| Assignment |
The records below are to be reproduced word for word.

| Data supplied |
Start of Block
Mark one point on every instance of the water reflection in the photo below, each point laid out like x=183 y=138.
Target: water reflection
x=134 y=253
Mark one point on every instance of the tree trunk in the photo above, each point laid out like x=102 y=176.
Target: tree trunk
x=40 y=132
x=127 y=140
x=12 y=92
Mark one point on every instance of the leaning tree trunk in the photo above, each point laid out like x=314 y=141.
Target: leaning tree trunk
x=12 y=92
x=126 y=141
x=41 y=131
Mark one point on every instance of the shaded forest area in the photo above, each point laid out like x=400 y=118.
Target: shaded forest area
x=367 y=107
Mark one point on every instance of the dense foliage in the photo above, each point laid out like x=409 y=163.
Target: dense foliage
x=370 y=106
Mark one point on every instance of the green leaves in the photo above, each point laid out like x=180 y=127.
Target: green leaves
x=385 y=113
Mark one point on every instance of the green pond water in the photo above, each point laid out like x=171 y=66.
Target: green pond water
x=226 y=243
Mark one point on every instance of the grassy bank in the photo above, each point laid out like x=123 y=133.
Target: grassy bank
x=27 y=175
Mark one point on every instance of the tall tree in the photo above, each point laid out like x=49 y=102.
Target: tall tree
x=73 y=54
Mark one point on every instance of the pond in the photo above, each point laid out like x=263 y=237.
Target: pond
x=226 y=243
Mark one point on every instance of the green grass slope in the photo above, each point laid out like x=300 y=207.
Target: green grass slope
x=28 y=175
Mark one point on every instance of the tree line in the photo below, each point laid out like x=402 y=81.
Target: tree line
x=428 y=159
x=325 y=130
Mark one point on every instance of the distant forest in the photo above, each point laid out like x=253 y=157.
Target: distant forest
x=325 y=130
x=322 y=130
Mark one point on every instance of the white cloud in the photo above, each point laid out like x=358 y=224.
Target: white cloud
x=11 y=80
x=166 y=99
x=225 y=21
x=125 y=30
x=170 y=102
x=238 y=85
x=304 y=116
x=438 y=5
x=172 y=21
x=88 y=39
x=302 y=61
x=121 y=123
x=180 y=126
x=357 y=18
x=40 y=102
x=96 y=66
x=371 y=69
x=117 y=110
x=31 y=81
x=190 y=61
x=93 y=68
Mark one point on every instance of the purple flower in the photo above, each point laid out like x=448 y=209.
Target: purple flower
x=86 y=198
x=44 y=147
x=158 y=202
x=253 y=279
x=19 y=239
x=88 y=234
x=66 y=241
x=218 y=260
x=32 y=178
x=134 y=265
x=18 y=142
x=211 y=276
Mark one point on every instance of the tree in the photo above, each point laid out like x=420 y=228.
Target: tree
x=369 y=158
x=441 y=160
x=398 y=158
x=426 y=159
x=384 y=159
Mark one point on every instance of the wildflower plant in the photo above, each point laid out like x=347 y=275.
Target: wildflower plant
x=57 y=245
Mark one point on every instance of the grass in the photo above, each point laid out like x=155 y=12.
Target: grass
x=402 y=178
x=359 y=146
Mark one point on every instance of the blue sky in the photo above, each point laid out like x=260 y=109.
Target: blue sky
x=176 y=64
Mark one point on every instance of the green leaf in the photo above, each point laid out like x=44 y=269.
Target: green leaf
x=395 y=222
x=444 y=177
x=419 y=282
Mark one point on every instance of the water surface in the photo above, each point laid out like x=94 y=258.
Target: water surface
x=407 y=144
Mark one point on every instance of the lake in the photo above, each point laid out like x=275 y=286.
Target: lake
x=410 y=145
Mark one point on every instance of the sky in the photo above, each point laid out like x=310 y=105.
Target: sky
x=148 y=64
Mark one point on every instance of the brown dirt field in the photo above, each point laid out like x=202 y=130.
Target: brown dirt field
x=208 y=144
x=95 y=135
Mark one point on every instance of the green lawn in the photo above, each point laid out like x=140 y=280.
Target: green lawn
End of Block
| Answer space |
Mark one point on every instance of the water reflection in the photo below, each point laid out like x=183 y=138.
Target: water reflection
x=134 y=253
Mark one point on every instance of the tree trunk in the photo above, each point laid out like x=102 y=176.
Target: tree trunk
x=40 y=132
x=127 y=140
x=12 y=92
Mark one point on every instance of the leaning tree trunk in the photo above, each point laid out like x=314 y=141.
Target: leaning tree trunk
x=12 y=92
x=126 y=141
x=41 y=131
Mark one point on every instance of the shaded forest area in the photo above, each point laid out like x=400 y=118.
Target: shaded forest area
x=367 y=107
Mark one point on every instance of the dense foliage in the photo above, each point laid out like x=409 y=163.
Target: dense foliage
x=370 y=106
Mark one point on every instance of the green leaves in the photo above, each point laid out like x=180 y=127.
Target: green leaves
x=385 y=113
Mark one point on every instance of the green pond water in the photo above, each point laid out like x=171 y=66.
Target: green pond water
x=226 y=243
Mark one point on every instance of the grassy bank in the photo above, each point laid out like x=123 y=133.
Target: grassy bank
x=27 y=175
Mark one point on every instance of the tall tree in the photo above, each point laid out like x=49 y=102.
Target: tall tree
x=73 y=54
Mark one point on every instance of the pond in the photo above, each point laid out like x=263 y=237.
Target: pond
x=226 y=243
Mark one point on every instance of the green grass slope in the photo above, each point laid out like x=300 y=207.
Target: green grass slope
x=28 y=175
Mark one point on every instance of the tree line in the photo below, each point laid out like x=402 y=81.
Target: tree line
x=428 y=159
x=325 y=130
Mark one point on every instance of the distant forest in the photo above, each point laid out like x=253 y=157.
Target: distant forest
x=325 y=130
x=322 y=130
Mark one point on every instance of the white cloud in the photo above, each point laid out like x=358 y=224.
Target: white cloud
x=11 y=80
x=166 y=99
x=225 y=21
x=125 y=30
x=170 y=102
x=238 y=85
x=304 y=116
x=438 y=5
x=172 y=21
x=88 y=39
x=302 y=61
x=121 y=123
x=180 y=126
x=357 y=18
x=40 y=102
x=96 y=66
x=371 y=69
x=117 y=110
x=31 y=81
x=190 y=61
x=93 y=68
Mark one point on every instance of the purple flower in the photo above, each point laid out like x=448 y=209.
Target: purple flower
x=86 y=198
x=44 y=147
x=158 y=202
x=253 y=279
x=19 y=239
x=88 y=234
x=66 y=241
x=218 y=260
x=32 y=178
x=134 y=265
x=18 y=142
x=211 y=276
Mark one point on every instance of the tree in the photo above, each point laid out like x=420 y=228.
Target: tree
x=369 y=158
x=441 y=160
x=398 y=158
x=426 y=159
x=384 y=159
Mark one point on every instance of the wildflower plant in the photo above, each point laid out like x=347 y=275.
Target: wildflower plant
x=57 y=245
Mark one point on every instance of the grass in the photo above, each point laid out like x=155 y=12.
Target: grass
x=402 y=178
x=359 y=146
Mark one point on every instance of the blue sky in the photo above, each point laid out like x=260 y=109.
Target: blue sky
x=176 y=64
Mark one point on every instance of the green leaf in the photo above, each point laid out like x=44 y=269.
Target: green leaf
x=395 y=222
x=444 y=177
x=419 y=282
Mark one point on every instance of the water surface in the photo above, each point laid out like x=94 y=258.
Target: water surface
x=407 y=144
Mark one point on every instance of the lake in the photo above, each point laid out like x=275 y=286.
Target: lake
x=410 y=145
Mark one point on every instance of the sky in the photo above, each point laid out like x=310 y=105.
Target: sky
x=148 y=64
Mark one point on every instance of the brown dirt field in the photo above, each point laid out like x=202 y=130.
Target: brown dirt field
x=208 y=144
x=95 y=135
Mark one point on every instance of the green lawn in the photo above, each point laid out like x=140 y=280.
Target: green lawn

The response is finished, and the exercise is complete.